---------- ENTRIES SUPPLIED
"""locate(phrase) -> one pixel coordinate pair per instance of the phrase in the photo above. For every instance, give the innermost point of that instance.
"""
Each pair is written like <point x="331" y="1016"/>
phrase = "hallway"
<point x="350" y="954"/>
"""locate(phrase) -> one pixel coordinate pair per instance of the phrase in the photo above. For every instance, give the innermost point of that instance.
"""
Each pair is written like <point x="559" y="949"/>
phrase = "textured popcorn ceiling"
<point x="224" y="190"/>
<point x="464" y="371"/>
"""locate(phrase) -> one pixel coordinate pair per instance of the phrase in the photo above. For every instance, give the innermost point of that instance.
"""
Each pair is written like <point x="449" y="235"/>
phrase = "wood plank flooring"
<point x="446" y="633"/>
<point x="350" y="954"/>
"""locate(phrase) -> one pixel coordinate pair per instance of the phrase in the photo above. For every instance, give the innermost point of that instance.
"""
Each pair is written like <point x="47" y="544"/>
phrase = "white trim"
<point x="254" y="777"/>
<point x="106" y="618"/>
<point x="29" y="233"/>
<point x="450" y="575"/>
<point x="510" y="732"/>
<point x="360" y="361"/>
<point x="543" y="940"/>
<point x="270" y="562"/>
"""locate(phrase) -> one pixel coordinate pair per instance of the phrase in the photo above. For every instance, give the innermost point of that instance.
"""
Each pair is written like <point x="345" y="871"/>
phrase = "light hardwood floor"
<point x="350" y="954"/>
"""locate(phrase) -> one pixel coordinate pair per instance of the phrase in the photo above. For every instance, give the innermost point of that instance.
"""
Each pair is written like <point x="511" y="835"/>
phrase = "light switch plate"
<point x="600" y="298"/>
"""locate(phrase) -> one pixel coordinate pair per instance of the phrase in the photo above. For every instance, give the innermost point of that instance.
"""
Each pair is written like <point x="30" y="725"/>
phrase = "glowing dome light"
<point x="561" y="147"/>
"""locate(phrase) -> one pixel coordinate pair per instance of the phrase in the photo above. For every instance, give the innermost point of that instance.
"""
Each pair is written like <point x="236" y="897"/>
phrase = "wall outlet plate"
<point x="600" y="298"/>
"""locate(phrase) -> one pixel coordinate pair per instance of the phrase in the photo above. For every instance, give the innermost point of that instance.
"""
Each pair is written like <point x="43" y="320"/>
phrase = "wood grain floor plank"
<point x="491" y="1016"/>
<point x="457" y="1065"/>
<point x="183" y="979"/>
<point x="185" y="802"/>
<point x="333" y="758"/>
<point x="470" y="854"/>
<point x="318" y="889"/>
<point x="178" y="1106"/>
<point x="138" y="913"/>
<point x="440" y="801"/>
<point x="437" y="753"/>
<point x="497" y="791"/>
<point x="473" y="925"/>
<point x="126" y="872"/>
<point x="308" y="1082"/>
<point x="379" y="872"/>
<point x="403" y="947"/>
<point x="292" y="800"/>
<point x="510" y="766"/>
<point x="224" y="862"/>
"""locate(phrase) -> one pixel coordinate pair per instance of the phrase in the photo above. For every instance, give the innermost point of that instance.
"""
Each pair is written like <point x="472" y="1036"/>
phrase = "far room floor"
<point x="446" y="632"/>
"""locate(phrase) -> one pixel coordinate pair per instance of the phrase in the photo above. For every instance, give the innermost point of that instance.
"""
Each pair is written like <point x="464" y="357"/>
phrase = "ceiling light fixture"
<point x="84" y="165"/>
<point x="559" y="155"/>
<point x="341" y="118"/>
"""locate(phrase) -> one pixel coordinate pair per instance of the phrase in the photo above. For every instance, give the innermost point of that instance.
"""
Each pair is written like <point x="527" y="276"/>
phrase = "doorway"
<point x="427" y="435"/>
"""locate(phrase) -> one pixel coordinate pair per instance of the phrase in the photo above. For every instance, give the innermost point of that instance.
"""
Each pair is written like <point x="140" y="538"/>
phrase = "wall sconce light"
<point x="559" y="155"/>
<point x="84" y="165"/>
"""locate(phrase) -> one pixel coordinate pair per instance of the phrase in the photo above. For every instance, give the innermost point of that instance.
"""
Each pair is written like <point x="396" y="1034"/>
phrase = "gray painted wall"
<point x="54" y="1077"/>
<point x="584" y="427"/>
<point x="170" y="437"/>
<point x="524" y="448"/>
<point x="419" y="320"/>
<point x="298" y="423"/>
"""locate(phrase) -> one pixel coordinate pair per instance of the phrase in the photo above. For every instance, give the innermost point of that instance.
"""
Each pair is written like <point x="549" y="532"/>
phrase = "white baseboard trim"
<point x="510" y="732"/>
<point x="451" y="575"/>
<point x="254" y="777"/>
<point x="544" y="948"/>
--------------------
---------- ENTRIES SUPPLIED
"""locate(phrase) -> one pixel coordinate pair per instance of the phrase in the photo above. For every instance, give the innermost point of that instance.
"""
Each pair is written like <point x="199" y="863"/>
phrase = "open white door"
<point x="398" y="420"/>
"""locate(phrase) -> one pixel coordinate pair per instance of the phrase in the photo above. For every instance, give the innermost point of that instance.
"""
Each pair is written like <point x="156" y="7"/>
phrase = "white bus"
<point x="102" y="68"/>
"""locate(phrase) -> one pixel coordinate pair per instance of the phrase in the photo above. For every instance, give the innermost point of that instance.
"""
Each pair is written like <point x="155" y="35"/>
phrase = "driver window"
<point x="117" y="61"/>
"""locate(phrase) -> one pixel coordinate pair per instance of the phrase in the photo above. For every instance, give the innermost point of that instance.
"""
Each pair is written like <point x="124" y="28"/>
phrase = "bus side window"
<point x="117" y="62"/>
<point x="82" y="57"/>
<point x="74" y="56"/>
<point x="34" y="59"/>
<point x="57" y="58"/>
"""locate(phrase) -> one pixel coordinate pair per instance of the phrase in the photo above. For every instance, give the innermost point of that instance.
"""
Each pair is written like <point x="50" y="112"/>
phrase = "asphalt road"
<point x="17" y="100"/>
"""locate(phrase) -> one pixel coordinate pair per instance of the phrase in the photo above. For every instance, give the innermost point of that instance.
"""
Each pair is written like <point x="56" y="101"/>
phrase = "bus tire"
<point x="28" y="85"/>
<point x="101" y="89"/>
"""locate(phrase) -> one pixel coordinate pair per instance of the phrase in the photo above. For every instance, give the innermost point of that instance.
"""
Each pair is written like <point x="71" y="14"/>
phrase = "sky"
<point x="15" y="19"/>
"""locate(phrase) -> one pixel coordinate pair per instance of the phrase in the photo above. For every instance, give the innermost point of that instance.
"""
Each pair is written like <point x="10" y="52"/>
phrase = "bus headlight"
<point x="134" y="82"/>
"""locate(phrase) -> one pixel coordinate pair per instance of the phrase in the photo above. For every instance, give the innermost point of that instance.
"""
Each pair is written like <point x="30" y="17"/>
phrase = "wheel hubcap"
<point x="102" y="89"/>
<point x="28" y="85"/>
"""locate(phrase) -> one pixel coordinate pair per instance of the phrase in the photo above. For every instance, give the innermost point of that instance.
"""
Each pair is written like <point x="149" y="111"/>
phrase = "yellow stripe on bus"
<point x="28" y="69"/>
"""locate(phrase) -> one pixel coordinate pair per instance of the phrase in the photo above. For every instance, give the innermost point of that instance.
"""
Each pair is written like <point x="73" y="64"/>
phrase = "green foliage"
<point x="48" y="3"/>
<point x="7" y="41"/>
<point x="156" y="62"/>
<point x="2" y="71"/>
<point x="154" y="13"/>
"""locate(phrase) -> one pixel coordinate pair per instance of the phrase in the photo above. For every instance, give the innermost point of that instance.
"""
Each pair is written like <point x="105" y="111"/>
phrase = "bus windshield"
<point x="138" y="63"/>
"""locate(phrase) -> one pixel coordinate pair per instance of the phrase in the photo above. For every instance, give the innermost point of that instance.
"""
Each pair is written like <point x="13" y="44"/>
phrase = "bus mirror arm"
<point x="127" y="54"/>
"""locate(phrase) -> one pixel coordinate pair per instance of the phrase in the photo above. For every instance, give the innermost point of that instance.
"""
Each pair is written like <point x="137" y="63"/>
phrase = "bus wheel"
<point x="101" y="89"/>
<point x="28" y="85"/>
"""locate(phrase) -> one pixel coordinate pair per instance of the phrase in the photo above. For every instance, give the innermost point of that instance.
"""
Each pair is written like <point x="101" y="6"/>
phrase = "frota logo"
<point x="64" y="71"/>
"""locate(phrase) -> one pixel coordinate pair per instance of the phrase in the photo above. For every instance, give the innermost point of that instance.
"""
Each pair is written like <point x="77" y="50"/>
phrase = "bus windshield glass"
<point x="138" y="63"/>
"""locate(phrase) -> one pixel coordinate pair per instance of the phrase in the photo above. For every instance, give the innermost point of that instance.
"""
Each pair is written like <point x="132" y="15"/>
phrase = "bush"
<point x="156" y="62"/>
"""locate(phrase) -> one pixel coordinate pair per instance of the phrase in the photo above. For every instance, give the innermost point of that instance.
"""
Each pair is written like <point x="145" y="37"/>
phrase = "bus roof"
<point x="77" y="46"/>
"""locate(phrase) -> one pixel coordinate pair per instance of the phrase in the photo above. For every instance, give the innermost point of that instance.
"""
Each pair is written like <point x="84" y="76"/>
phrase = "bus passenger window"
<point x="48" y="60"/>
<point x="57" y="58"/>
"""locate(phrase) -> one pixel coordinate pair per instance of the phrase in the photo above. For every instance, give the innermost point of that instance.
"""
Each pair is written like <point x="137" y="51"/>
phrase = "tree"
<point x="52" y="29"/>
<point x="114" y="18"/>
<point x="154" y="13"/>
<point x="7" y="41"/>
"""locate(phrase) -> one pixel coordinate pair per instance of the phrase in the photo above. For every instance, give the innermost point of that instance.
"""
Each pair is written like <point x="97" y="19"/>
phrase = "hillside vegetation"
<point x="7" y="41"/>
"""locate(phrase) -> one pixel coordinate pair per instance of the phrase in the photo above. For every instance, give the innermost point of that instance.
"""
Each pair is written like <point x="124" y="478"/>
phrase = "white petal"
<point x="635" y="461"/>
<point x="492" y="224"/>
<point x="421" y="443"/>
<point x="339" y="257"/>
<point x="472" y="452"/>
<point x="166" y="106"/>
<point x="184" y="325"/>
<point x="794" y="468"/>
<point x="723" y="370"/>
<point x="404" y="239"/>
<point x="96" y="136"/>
--------------------
Extract every line of the material above that contains the string "window", treating uppercase and lowercase letters as distinct.

phrase = "driver window"
phrase = "bus side window"
phrase = "bus passenger window"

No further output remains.